**Instructions for the task:**
In the listing below, please print the line that contains "Target: race car front wheel" and every line that follows it, exactly.

※

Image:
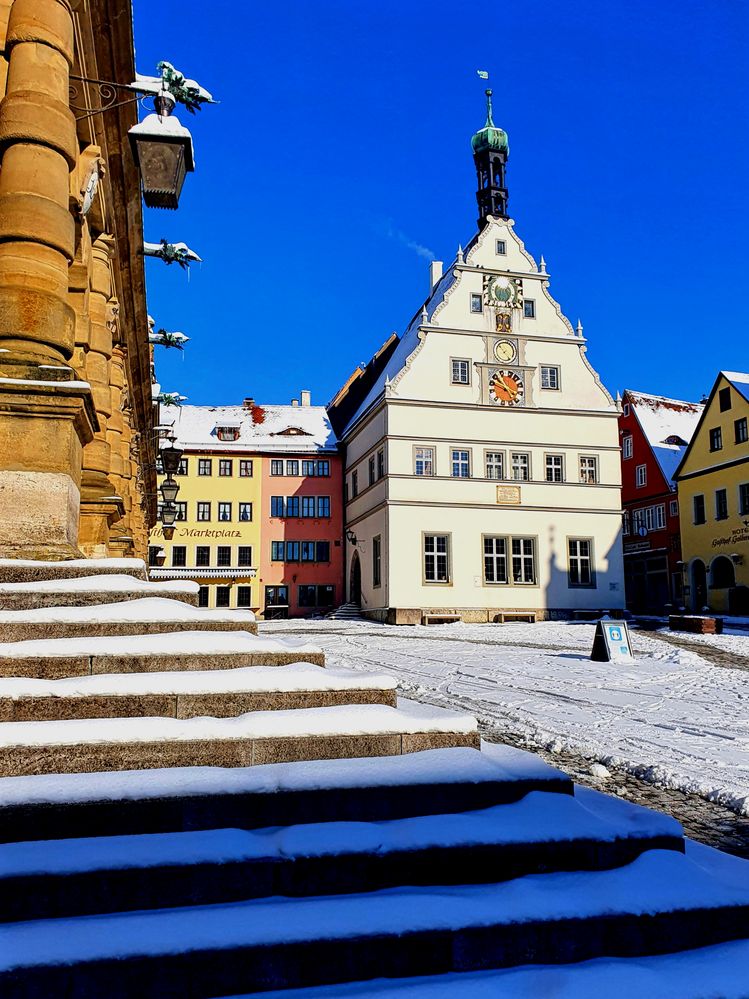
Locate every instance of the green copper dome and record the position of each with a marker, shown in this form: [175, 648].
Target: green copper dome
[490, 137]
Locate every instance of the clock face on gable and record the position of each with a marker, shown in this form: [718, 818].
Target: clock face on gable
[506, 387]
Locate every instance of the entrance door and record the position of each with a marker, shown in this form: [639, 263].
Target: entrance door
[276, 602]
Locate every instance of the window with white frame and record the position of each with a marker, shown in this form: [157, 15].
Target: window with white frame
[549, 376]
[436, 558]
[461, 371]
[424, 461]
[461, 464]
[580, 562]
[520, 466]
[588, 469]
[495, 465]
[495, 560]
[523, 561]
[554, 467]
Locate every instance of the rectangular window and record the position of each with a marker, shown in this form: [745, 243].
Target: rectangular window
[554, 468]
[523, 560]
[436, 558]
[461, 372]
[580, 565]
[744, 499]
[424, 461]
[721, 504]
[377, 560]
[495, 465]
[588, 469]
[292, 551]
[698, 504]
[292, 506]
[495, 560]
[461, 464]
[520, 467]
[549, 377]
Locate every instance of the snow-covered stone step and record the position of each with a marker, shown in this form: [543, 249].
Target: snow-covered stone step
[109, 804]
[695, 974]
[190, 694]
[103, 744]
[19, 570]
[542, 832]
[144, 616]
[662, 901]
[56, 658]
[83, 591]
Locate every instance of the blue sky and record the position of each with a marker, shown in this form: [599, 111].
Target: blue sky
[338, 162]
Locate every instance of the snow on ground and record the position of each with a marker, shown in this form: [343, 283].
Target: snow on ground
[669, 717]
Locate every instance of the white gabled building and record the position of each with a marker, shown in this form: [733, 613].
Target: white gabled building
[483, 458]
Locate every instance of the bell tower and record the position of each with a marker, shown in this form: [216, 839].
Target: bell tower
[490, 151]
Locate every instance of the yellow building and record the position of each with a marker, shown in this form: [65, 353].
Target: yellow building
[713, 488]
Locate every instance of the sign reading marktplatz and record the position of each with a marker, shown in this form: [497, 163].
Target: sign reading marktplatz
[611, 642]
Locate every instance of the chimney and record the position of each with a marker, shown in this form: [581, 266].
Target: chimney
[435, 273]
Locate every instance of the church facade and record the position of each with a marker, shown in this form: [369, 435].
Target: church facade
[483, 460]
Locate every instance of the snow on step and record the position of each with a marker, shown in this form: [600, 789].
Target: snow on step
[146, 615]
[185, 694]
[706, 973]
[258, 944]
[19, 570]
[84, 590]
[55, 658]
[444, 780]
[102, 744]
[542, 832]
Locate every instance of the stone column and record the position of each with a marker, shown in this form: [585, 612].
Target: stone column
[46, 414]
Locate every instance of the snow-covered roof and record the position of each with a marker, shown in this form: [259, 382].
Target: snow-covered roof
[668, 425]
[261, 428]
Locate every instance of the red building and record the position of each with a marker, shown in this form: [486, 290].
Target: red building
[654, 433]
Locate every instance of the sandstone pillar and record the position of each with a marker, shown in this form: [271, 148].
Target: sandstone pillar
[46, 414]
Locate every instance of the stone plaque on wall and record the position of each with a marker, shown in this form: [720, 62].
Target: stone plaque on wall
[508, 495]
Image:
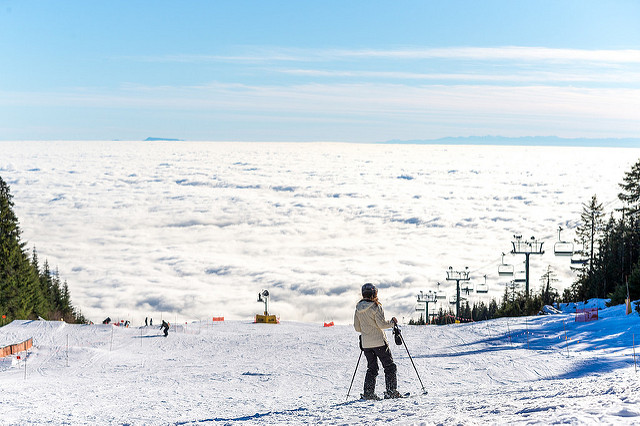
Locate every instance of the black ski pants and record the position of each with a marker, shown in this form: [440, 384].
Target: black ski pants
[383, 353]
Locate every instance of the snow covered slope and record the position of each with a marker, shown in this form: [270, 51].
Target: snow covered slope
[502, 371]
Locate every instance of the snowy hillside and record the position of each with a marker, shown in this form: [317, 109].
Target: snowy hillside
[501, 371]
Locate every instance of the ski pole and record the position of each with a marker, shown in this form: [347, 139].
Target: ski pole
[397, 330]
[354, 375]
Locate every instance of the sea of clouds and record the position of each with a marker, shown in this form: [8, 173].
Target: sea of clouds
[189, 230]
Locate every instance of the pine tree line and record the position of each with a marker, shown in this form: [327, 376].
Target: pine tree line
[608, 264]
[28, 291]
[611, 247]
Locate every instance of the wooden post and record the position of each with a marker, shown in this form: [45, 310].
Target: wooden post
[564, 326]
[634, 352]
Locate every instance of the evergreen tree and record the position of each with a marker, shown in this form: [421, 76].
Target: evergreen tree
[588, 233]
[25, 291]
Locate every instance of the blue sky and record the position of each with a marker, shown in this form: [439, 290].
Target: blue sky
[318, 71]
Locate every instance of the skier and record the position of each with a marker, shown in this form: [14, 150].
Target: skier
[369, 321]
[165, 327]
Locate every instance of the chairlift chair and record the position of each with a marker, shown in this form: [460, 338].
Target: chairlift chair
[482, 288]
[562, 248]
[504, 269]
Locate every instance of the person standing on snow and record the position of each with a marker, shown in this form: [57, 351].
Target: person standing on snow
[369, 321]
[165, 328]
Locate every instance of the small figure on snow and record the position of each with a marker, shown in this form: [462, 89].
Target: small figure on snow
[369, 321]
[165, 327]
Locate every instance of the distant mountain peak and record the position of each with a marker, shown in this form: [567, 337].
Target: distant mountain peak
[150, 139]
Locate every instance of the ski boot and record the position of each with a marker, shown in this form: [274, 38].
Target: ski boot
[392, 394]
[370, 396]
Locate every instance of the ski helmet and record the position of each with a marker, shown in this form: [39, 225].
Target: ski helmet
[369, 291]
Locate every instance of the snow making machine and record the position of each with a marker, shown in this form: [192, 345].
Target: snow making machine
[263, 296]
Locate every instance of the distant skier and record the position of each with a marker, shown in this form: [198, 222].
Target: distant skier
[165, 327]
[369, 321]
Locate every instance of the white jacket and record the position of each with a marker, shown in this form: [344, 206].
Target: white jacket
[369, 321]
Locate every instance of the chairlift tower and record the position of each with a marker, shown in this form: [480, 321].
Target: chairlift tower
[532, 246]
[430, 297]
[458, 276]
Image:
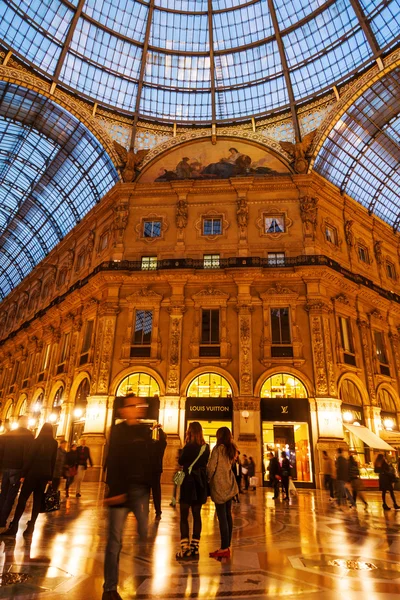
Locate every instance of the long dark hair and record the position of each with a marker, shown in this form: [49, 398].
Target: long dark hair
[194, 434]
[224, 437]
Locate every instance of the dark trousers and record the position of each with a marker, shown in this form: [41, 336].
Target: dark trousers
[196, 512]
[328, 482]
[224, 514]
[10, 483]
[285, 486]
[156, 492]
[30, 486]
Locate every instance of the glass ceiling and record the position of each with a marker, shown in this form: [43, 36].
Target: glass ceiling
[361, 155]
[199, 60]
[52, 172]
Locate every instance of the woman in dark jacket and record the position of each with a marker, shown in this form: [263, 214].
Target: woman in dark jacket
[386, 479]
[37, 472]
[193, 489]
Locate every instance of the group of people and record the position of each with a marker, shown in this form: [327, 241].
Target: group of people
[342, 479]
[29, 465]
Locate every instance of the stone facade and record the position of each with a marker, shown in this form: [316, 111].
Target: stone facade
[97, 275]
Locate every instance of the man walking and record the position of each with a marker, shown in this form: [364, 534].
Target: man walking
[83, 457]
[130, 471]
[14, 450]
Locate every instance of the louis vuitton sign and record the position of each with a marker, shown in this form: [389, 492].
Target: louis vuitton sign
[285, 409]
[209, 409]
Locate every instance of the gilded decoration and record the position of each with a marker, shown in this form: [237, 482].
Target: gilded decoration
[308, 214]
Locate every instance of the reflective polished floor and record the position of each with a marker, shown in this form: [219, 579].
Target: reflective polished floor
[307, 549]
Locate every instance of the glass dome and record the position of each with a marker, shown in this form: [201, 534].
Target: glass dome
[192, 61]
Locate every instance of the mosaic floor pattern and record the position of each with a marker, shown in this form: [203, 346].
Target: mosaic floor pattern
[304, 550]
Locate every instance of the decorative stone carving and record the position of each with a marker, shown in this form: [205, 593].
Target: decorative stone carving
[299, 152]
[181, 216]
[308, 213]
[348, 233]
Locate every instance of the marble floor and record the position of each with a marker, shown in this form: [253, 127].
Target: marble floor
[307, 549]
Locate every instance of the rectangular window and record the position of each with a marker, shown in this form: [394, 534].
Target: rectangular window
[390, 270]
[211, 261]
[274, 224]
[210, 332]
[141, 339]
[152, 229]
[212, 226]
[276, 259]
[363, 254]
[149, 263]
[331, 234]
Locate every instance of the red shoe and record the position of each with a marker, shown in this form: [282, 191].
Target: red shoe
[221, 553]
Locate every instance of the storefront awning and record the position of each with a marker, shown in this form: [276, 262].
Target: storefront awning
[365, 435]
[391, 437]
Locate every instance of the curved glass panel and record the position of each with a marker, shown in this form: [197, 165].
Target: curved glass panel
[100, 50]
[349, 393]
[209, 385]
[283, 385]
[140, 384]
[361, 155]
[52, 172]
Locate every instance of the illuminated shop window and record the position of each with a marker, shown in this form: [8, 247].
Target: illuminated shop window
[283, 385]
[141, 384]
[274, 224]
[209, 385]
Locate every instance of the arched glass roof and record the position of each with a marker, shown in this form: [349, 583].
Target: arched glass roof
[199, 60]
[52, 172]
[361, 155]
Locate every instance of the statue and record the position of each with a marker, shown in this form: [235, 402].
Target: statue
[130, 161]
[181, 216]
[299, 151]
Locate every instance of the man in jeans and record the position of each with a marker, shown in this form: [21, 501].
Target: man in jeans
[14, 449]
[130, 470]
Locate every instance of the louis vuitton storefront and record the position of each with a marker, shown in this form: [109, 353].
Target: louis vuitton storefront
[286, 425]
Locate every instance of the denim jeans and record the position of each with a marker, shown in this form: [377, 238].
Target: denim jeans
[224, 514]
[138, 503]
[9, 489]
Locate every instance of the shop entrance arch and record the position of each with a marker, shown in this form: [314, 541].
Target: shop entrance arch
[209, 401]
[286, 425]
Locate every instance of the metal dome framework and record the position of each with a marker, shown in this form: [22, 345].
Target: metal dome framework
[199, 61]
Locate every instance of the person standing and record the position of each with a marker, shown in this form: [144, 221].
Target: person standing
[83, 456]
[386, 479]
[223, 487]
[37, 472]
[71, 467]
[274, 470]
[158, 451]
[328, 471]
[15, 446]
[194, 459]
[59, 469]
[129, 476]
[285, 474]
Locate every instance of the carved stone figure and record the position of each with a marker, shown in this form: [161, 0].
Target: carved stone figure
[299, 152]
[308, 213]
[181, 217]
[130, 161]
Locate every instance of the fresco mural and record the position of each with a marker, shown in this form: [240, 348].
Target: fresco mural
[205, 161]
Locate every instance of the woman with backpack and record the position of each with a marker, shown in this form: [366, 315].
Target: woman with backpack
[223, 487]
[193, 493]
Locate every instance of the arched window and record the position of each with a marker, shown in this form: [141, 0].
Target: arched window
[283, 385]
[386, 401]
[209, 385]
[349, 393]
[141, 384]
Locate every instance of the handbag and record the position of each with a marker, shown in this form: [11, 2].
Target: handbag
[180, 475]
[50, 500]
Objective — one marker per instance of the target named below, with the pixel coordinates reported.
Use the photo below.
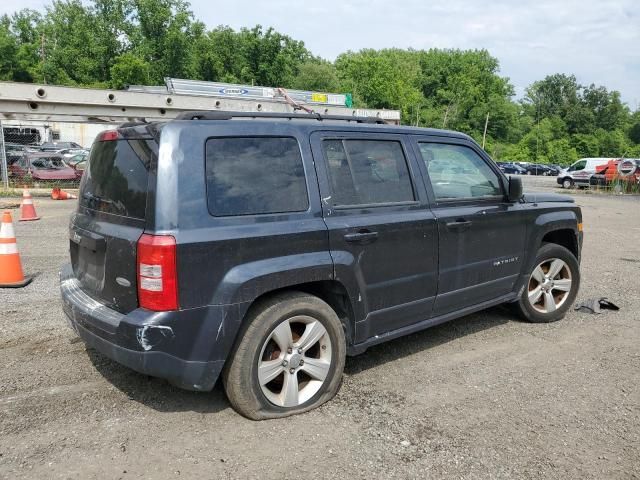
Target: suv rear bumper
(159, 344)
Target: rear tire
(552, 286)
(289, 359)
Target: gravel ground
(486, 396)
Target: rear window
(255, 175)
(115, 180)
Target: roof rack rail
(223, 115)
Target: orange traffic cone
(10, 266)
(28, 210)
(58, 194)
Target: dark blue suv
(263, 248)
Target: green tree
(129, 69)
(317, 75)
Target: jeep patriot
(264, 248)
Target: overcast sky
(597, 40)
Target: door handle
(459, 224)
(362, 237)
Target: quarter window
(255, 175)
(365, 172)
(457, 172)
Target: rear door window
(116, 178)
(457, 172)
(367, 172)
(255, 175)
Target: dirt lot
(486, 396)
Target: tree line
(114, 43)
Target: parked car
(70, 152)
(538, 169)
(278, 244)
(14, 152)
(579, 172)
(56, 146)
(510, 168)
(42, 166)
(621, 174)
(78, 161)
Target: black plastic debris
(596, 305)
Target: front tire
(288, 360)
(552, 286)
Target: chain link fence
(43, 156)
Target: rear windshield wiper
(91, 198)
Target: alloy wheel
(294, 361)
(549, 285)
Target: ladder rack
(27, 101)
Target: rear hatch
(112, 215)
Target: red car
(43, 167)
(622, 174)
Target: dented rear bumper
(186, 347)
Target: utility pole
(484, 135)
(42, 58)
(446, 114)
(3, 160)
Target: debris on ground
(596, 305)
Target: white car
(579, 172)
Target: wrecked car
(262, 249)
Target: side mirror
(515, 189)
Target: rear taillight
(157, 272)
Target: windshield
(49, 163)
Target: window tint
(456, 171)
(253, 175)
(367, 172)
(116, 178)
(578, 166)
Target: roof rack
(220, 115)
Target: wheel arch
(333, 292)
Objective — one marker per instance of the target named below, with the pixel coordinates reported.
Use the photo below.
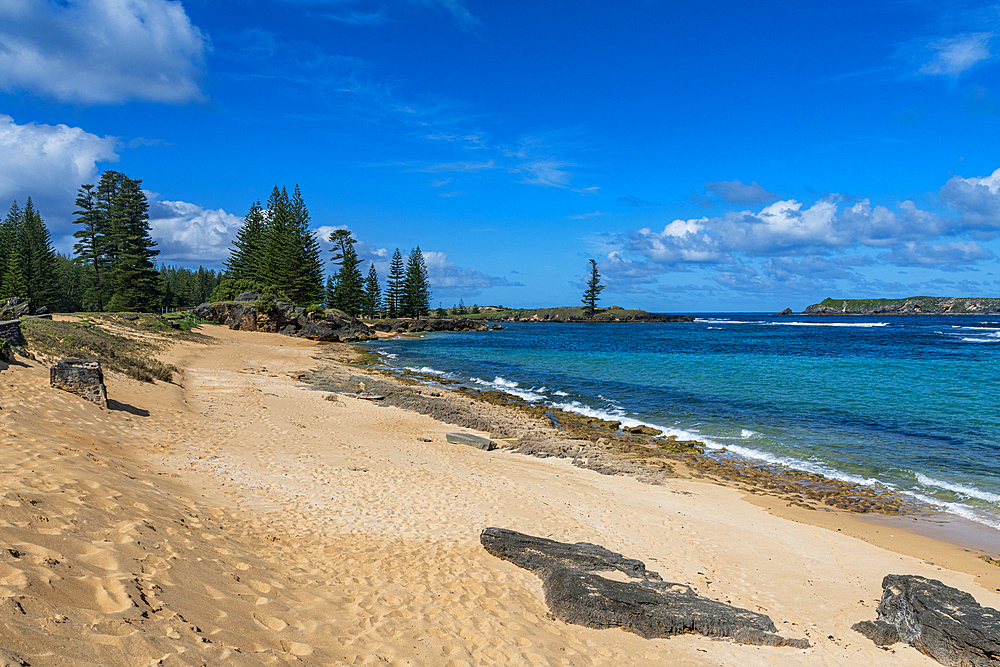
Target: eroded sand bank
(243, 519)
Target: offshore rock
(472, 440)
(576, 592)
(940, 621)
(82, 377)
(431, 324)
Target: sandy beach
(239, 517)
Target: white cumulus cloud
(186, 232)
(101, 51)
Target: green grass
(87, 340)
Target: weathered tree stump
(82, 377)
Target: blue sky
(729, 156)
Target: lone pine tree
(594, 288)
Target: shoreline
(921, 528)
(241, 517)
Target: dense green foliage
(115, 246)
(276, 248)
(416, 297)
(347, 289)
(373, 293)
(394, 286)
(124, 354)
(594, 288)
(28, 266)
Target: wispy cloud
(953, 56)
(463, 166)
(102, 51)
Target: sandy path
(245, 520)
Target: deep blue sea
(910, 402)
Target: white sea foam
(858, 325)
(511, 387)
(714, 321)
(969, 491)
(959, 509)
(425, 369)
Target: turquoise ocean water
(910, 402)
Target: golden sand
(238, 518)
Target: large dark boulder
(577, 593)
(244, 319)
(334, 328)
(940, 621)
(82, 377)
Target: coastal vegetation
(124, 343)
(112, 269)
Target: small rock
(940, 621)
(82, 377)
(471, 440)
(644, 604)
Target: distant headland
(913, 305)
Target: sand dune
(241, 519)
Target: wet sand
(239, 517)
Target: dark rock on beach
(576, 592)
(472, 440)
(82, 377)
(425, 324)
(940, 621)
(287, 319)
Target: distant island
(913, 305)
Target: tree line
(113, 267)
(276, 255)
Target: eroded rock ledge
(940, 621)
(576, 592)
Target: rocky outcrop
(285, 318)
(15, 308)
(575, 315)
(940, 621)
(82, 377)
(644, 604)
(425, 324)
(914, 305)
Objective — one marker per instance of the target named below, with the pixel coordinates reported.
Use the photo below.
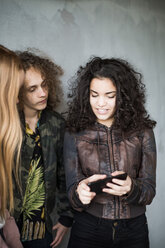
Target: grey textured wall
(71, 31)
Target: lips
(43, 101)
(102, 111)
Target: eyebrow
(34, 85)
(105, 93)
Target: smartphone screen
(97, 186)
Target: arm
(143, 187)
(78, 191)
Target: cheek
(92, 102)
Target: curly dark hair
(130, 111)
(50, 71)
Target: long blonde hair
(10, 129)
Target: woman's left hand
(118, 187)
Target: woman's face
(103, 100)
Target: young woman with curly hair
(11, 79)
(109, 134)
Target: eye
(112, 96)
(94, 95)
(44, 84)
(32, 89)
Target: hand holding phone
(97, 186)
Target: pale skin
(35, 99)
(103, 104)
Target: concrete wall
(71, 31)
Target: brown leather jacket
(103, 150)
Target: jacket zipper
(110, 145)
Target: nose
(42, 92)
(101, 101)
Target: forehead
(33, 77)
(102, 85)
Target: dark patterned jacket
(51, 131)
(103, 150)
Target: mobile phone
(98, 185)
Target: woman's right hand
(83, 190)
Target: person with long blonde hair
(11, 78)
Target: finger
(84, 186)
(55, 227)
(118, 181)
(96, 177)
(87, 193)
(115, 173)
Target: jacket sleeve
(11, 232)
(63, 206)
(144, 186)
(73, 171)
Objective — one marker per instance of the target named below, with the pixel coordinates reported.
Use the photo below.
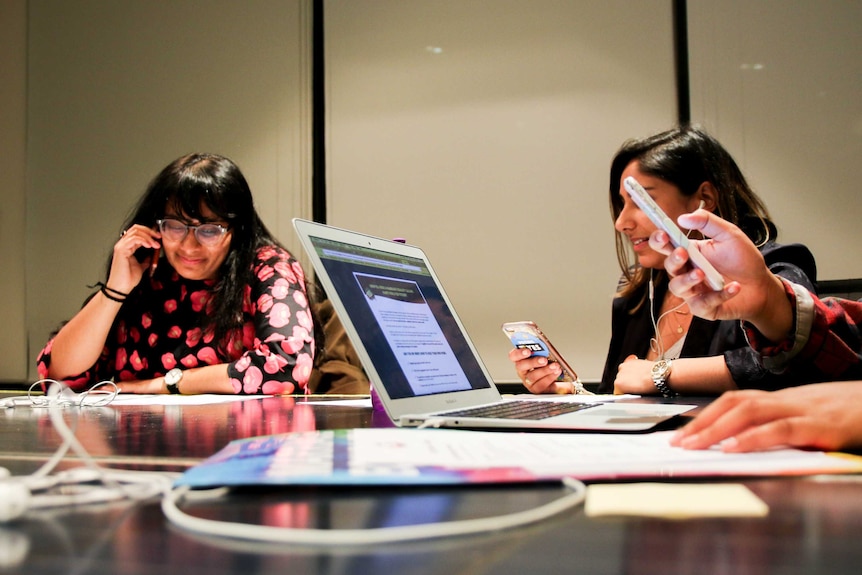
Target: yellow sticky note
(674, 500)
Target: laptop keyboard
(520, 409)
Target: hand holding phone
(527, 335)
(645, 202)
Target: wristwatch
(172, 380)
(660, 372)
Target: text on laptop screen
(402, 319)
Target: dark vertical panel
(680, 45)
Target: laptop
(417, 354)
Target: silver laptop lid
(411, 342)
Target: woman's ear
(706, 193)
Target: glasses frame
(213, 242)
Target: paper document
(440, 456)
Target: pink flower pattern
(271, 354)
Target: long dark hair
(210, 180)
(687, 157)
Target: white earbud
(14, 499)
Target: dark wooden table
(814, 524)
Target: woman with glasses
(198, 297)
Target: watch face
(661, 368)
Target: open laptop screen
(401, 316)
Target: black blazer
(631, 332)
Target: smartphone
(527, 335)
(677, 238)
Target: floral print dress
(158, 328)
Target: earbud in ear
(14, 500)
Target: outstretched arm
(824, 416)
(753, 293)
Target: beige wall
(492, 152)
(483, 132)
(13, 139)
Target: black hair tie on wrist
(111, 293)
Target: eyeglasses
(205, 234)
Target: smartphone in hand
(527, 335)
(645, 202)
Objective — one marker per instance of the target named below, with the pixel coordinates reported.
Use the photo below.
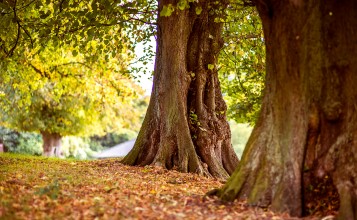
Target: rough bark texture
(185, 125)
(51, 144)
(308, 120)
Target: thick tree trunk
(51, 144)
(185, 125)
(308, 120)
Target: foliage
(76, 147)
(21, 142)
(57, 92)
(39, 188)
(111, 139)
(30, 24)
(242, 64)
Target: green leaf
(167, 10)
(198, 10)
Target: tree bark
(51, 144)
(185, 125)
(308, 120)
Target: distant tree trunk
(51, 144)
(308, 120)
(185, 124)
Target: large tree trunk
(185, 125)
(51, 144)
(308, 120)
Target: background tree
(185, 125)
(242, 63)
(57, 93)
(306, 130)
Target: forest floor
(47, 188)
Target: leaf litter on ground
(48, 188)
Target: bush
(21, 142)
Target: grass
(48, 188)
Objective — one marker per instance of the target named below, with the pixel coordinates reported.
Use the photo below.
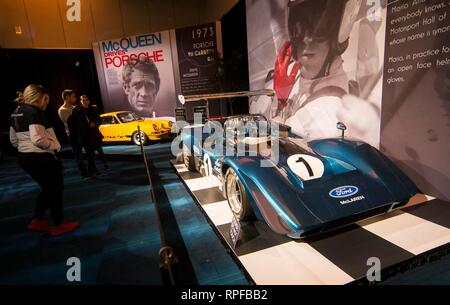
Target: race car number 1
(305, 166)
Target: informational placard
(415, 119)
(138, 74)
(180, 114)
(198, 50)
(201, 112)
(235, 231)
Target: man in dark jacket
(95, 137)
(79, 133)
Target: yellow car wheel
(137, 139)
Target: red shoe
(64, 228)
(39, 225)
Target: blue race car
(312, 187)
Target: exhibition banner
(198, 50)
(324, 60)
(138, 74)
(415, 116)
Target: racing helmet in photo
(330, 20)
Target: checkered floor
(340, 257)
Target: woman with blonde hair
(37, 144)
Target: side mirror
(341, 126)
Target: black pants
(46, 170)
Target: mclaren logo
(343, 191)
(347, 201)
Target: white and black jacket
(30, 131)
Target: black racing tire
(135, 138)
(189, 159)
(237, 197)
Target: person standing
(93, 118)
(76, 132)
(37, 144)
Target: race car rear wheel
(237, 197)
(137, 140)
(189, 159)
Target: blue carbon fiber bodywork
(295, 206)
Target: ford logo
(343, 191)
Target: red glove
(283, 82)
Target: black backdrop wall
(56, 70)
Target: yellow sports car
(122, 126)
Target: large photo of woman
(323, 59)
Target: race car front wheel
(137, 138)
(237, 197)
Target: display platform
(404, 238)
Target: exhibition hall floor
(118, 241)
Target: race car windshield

※

**Written solution:**
Target: race car front wheel
(137, 138)
(237, 197)
Target: display platform
(404, 238)
Target: exhibition hall floor
(118, 241)
Target: race car windshield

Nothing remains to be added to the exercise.